What needs to be done: Copy every line below word for word, omitting the pictures.

** start The input **

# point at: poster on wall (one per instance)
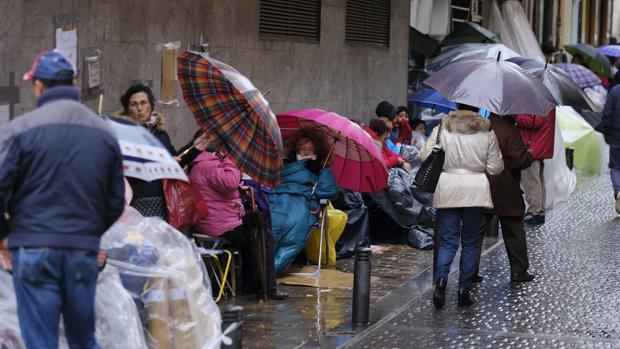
(5, 115)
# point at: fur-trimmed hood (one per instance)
(159, 126)
(466, 122)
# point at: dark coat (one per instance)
(505, 188)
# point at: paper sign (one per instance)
(4, 115)
(66, 43)
(94, 74)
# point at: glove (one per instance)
(314, 166)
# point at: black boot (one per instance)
(464, 298)
(439, 297)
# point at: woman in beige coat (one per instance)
(462, 193)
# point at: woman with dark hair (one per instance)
(294, 203)
(138, 104)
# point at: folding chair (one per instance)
(215, 249)
(324, 234)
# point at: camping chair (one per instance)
(213, 251)
(324, 231)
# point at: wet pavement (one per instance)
(573, 303)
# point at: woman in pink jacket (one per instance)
(218, 180)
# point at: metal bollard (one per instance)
(230, 315)
(570, 154)
(361, 285)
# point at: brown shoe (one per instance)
(522, 277)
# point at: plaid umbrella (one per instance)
(581, 75)
(228, 106)
(357, 163)
(596, 61)
(610, 50)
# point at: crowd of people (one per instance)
(57, 201)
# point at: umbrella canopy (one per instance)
(357, 163)
(596, 61)
(434, 100)
(455, 53)
(581, 75)
(609, 50)
(527, 63)
(144, 157)
(563, 88)
(500, 87)
(469, 32)
(228, 107)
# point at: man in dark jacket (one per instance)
(507, 197)
(61, 188)
(610, 127)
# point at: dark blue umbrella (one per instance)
(434, 100)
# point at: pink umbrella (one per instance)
(357, 163)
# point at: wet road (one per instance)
(573, 303)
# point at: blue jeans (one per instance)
(458, 224)
(49, 282)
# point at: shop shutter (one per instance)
(368, 21)
(291, 19)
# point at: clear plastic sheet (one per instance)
(164, 274)
(117, 322)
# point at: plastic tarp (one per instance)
(356, 232)
(165, 275)
(589, 145)
(336, 222)
(514, 29)
(560, 182)
(117, 323)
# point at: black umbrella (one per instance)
(470, 32)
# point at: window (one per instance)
(299, 19)
(368, 21)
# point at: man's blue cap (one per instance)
(50, 65)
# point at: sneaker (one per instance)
(534, 219)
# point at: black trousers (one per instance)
(513, 232)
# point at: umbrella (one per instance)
(563, 89)
(610, 50)
(596, 61)
(434, 100)
(527, 63)
(455, 53)
(357, 163)
(228, 106)
(498, 86)
(581, 75)
(469, 32)
(144, 157)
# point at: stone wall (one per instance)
(347, 79)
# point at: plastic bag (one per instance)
(421, 238)
(336, 221)
(165, 275)
(357, 231)
(184, 203)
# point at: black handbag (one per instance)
(430, 170)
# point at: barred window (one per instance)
(300, 19)
(368, 21)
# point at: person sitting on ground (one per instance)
(218, 181)
(138, 104)
(294, 203)
(381, 133)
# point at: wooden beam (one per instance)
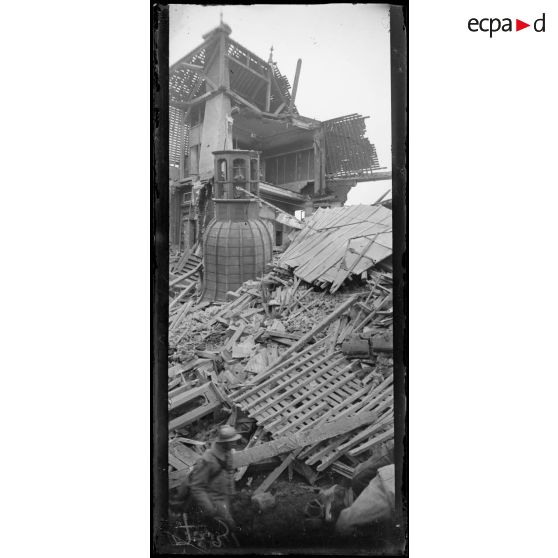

** end The input **

In response:
# point at: poster on wall (one per instance)
(5, 115)
# point at: fur-trimmed hood (one per instance)
(159, 126)
(466, 122)
# point at: dark coat (one per instance)
(505, 188)
# point at: paper sign (one per instance)
(4, 115)
(66, 43)
(94, 74)
# point at: glove (one per instance)
(314, 166)
# point at: black boot (one per instance)
(464, 298)
(439, 297)
# point at: woman in beige coat (one per instance)
(462, 193)
# point at: woman with dark hair (one per instance)
(294, 203)
(138, 104)
# point at: folding chair (one per instance)
(215, 249)
(324, 234)
# point at: camping chair (one per instance)
(213, 251)
(324, 231)
# point at: wet pavement (one per instance)
(573, 303)
# point at: woman in pink jacket (one per instance)
(218, 180)
# point at: metal bollard (one per instance)
(230, 315)
(570, 154)
(361, 285)
# point at: brown shoe (one per instance)
(522, 277)
# point at: plaid umbrella (one per instance)
(581, 75)
(228, 106)
(357, 163)
(596, 61)
(610, 50)
# point at: crowd of people (one per instance)
(57, 201)
# point at: umbrella canopy (one per instance)
(357, 163)
(596, 61)
(434, 100)
(455, 53)
(581, 75)
(609, 50)
(527, 63)
(144, 157)
(563, 88)
(500, 87)
(469, 32)
(228, 107)
# point at: man in dark jacket (one per instance)
(507, 197)
(61, 188)
(610, 127)
# point at: dark blue umbrella (one per instance)
(434, 100)
# point at: pink umbrella (one per instance)
(357, 163)
# point at: wet road (one per instance)
(573, 303)
# point at: blue jeans (one per instance)
(458, 224)
(49, 282)
# point at: shop shutter (one per instance)
(368, 21)
(291, 19)
# point at: clear plastic sheet (one per instance)
(164, 274)
(117, 322)
# point at: plastic tarp (one per instance)
(356, 232)
(165, 275)
(589, 145)
(336, 222)
(514, 29)
(560, 182)
(117, 323)
# point at: black umbrella (one per instance)
(470, 32)
# point at: window (one per instance)
(299, 19)
(368, 21)
# point at: man's blue cap (one per instance)
(50, 65)
# point at: sneaker (one per instance)
(534, 219)
# point at: black trousers (one per instance)
(513, 232)
# point at: umbrella (one per instance)
(563, 89)
(610, 50)
(596, 61)
(434, 100)
(527, 63)
(455, 53)
(357, 163)
(228, 106)
(498, 86)
(581, 75)
(469, 32)
(144, 157)
# point at: stone wall (one per instance)
(347, 79)
# point at: plastic bag (one per instance)
(421, 238)
(336, 221)
(165, 275)
(357, 231)
(184, 203)
# point at: black handbag (one per instance)
(430, 170)
# point at: barred window (one per instance)
(300, 19)
(368, 21)
# point at: person sitting on ground (one per instance)
(218, 181)
(138, 104)
(294, 203)
(381, 133)
# point at: wooden beam (one per instance)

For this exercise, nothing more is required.